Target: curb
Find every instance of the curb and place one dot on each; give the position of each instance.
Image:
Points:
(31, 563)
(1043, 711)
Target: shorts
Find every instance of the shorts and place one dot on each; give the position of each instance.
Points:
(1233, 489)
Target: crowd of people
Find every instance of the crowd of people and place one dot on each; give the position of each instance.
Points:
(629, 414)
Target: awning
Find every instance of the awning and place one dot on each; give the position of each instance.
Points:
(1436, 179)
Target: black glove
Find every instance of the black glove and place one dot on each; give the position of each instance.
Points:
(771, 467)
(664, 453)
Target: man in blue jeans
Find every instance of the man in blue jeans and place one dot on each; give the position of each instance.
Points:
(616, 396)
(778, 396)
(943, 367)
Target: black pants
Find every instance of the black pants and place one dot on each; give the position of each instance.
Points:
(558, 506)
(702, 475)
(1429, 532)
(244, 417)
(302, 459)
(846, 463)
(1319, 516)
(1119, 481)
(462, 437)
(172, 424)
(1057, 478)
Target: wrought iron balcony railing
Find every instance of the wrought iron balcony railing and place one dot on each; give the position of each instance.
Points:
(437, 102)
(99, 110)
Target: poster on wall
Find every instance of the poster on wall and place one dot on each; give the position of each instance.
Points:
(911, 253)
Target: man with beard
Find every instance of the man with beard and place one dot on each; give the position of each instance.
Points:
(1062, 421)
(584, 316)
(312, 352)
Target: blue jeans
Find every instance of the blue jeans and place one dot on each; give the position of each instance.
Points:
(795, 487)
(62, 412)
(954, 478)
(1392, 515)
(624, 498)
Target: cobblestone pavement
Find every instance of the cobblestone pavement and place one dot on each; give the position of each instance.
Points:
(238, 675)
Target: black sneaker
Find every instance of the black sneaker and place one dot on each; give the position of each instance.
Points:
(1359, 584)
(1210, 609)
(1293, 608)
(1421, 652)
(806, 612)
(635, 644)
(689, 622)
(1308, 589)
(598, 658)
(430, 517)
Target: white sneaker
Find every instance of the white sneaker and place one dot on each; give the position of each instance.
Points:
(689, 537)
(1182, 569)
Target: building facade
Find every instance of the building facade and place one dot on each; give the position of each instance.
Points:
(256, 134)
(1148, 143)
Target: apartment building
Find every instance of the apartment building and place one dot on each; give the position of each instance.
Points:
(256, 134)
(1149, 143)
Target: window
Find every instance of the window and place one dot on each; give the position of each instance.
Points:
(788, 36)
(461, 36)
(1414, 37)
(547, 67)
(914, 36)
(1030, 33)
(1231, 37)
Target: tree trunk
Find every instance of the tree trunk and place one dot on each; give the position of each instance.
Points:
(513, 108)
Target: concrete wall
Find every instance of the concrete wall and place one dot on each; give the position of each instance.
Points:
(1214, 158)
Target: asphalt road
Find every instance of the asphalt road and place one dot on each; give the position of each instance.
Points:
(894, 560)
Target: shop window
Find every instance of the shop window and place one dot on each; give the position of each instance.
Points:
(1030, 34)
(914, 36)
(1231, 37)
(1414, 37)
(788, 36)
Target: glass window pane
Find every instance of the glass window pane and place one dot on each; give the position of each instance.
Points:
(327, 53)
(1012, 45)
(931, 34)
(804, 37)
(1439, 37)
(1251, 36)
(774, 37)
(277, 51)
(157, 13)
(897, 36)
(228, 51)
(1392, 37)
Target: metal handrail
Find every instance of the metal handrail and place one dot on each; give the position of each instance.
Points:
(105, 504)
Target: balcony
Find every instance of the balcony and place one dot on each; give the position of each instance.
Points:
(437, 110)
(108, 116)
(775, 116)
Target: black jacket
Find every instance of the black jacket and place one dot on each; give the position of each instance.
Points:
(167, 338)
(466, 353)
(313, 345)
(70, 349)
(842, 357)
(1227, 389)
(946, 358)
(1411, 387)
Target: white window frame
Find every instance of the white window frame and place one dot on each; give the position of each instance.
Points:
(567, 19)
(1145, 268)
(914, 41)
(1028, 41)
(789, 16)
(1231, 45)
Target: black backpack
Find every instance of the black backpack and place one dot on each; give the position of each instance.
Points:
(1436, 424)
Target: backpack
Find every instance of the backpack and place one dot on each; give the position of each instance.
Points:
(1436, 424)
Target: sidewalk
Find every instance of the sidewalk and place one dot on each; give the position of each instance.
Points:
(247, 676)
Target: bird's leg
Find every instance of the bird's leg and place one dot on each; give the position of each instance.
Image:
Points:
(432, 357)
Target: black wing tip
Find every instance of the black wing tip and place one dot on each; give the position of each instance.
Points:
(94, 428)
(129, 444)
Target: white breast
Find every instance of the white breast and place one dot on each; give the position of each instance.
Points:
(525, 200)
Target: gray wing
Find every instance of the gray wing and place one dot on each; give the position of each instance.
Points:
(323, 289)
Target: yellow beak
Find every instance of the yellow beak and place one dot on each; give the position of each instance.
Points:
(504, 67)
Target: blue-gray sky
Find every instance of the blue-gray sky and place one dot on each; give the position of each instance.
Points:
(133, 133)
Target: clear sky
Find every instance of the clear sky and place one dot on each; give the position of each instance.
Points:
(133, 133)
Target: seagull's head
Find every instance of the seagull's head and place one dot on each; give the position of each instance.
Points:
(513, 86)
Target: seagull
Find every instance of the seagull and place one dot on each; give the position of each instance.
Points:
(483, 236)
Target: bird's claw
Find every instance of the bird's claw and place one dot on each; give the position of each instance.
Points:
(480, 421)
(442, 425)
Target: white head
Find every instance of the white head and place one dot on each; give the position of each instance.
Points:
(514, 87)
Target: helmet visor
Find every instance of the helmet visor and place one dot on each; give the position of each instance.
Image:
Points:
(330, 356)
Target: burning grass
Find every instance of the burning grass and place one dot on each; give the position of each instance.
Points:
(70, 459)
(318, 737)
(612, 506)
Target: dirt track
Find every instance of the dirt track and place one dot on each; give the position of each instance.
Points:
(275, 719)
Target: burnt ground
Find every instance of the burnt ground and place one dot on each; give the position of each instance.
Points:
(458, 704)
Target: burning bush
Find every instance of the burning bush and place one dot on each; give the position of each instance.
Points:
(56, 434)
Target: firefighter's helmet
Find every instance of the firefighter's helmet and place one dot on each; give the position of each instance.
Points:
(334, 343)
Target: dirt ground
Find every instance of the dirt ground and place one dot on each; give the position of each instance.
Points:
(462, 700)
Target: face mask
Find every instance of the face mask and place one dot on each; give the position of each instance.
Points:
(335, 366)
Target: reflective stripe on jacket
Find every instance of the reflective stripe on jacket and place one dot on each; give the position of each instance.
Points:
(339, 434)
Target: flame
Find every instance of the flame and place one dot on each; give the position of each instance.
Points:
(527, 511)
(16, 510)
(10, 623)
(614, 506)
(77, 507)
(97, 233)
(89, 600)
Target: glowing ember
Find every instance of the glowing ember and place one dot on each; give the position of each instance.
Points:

==*==

* Exercise prompt:
Return the whole listing exactly.

* Task response:
Target: curb
Find every instance of the curb and place one dot on each; give the position of each instance.
Image:
Points:
(31, 563)
(1043, 711)
Target: shorts
Find every instance of the shorts and place one dot on each; give the position of each instance.
Points:
(1233, 489)
Target: crowd of people
Find every instance of the crowd of people and place one dot on each; give the position of each instance.
Points:
(629, 414)
Target: awning
Find every instance of the awning and place one dot on each; give the position of each instance.
Points:
(1436, 179)
Target: black glove
Find every instance of the black glove and place one dot on each; give the position of each instance.
Points:
(771, 467)
(664, 453)
Target: man in blue jeans
Find every instance of the man in blue jeans and place one dot on each; give the position of each instance.
Points:
(616, 396)
(778, 396)
(943, 367)
Target: black pants
Find every instance of the black pants and place one dot on each; give the position of each instance.
Points:
(558, 506)
(702, 475)
(1429, 532)
(244, 417)
(302, 459)
(846, 463)
(1319, 516)
(1119, 481)
(462, 437)
(172, 424)
(1057, 478)
Target: wrought iron balcony railing
Find every instance of the wrought iron balcony railing and place one dot on each; give the position of each instance.
Points:
(437, 102)
(99, 110)
Target: poster on wall
Find every instance of the poster on wall and place one dot on each; give the position of each instance.
Points:
(911, 253)
Target: man with beard
Find every instance of the man with beard and place one dot on each; give the position of each instance.
Points:
(1062, 421)
(584, 316)
(312, 352)
Target: blue jeans
Find every instance of the blue jeans and place one dot on each; give the position of each instance.
Points:
(795, 487)
(62, 412)
(954, 478)
(1392, 515)
(624, 498)
Target: cobblestone pavement
Find every instance of the cobblestone pavement and place one dot on each; give the position of each instance.
Points:
(238, 675)
Target: black sneaker
Find every instance of the black sneaker and place one dot on each; give the position of each instance.
Points:
(1359, 584)
(1210, 609)
(1293, 608)
(1421, 652)
(806, 612)
(635, 644)
(689, 622)
(1308, 589)
(598, 658)
(430, 517)
Target: white sneaker
Find every instance of the white sneaker and place one dot on each; give the position of each instance.
Points:
(689, 537)
(1182, 569)
Target: building facade
Find every instance of the building facade and place one dot on each; give the position of each instance.
Points:
(256, 134)
(1148, 143)
Target: apartment building
Find every instance of the apartment building and place one dot on each; give the position of each instance.
Points:
(256, 134)
(1149, 143)
Target: window
Find every instance of the window and place one dot on each; give the position of each instance.
Points:
(788, 36)
(461, 36)
(1414, 37)
(547, 67)
(914, 36)
(1030, 33)
(1231, 37)
Target: tree trunk
Find every instance of the tree trunk and place one dot on each; give the position of each instance.
Points:
(513, 108)
Target: concrete wall
Find every instance of the concrete wall and place one dot on each; give the position of each instance.
Points:
(1214, 158)
Target: asphalt road
Find every instance of the asphalt road and place one dot on each; give the position of each instance.
Points:
(894, 560)
Target: shop window
Find every instance of the shop window and place one dot on each; give the position of each instance.
Points:
(1030, 34)
(914, 36)
(1231, 37)
(1414, 37)
(788, 36)
Target: glass window pane
Find every instance of the glass window pane and place one dot on each; give the position of each instance.
Points:
(327, 53)
(1012, 45)
(931, 34)
(804, 37)
(1439, 37)
(1251, 36)
(774, 37)
(277, 51)
(157, 13)
(897, 36)
(228, 51)
(1392, 37)
Target: metal handrail
Find every instance of the metal handrail and place one dot on each; give the position of each instance.
Points:
(105, 504)
Target: balcony
Find every instance of the balcony and place one dot on each; give the position of each instance.
Points:
(437, 110)
(108, 116)
(775, 116)
Target: black jacket
Find every instance of the black jacket and place one dot on each; give the position of each instance.
Points:
(167, 338)
(466, 353)
(313, 345)
(70, 349)
(842, 357)
(1227, 389)
(946, 358)
(1411, 387)
Target: white window frame
Find every instance of the white window frame and place one dot on each; give the position of each instance.
Points:
(567, 19)
(1145, 268)
(914, 41)
(1028, 41)
(789, 16)
(1231, 45)
Target: black backpack
Find every instance of the black backpack and place one dot on each; give the position of each instance.
Points:
(1436, 424)
Target: backpack
Find every instance of the backpack and place one dot on each; give the position of each instance.
Points:
(1436, 424)
Target: sidewalk
Find every instance of the sidewalk and place one dot on each; give the position of each instance.
Points:
(247, 676)
Target: bird's leg
Find every instance of the bird's leg and place one dot on each; give the position of each instance.
Image:
Points:
(432, 357)
Target: black wing tip
Find every instance of the black wing tip and place one dot on each; give the position of each instance.
Points:
(94, 428)
(129, 444)
Target: white breast
Find every instance of the white breast and place one dot on each; give the position of each instance.
Points:
(525, 200)
Target: gray wing
Find every instance of the gray wing and place one dot on each; give the position of each instance.
Points:
(323, 289)
Target: yellow beak
Find every instance of the yellow beak and place one dot on each; give the position of each instance.
Points:
(504, 67)
Target: blue-gray sky
Find every instance of the blue-gray sky and place one dot on each; give the position of each instance.
Points:
(133, 133)
Target: clear sky
Find every instance of the clear sky and place one dot on each; give the position of each instance.
Points:
(133, 133)
Target: seagull's head
Find every instance of the seagull's head and place one dot on each; give the position of each instance.
Points:
(513, 86)
Target: seagull
Find every instance of the seagull and place one dot on each; give the position of each instance.
Points:
(483, 236)
Target: bird's claw
Find every instance of the bird's claw and place one dot on each; give the position of each instance.
Points:
(480, 421)
(442, 425)
Target: white head
Find every instance of the white head and place one dot on each; give the position of each instance.
Points:
(514, 87)
Target: helmet visor
Find every instance of the helmet visor and place one dot on each; give the position of each instance.
Image:
Points:
(330, 356)
Target: burning grass
Find every instance of the burning grass and place one dot on each; give the position of each instance.
Points:
(70, 459)
(318, 737)
(612, 506)
Target: dirt track
Find every instance of the dirt track and place one dot on each; give the position of each instance.
Points:
(275, 719)
Target: burnt ground
Find every instance of the burnt ground and place one dot on each; give the position of each instance.
Points:
(458, 704)
Target: burning bush
Find every instance of the burning bush and place one dot on each; give the position of each instance.
Points:
(56, 434)
Target: firefighter's helmet
Find every instance of the firefighter's helmet and place one dot on each; give the position of each instance.
Points:
(334, 343)
Target: dirt ground
Find every instance of the dirt ground and place one dot on each; give the position of each instance.
Points:
(462, 700)
Target: face mask
Find every instance of the face mask and place one dot on each; give the position of each instance.
Points:
(335, 366)
Target: reflective stripe on jacket
Find every instance of the reflective stripe on jacket and place one dot on each; give the position of each instance.
Points:
(339, 434)
Target: flame
Find every instance of the flame and place one dot on each; give the position of each instance.
Points:
(527, 511)
(16, 510)
(10, 623)
(614, 506)
(77, 507)
(97, 233)
(89, 600)
Target: glowing ember
Find every instance of the glowing ember and place one dot on each; give the position of each instance.
Points:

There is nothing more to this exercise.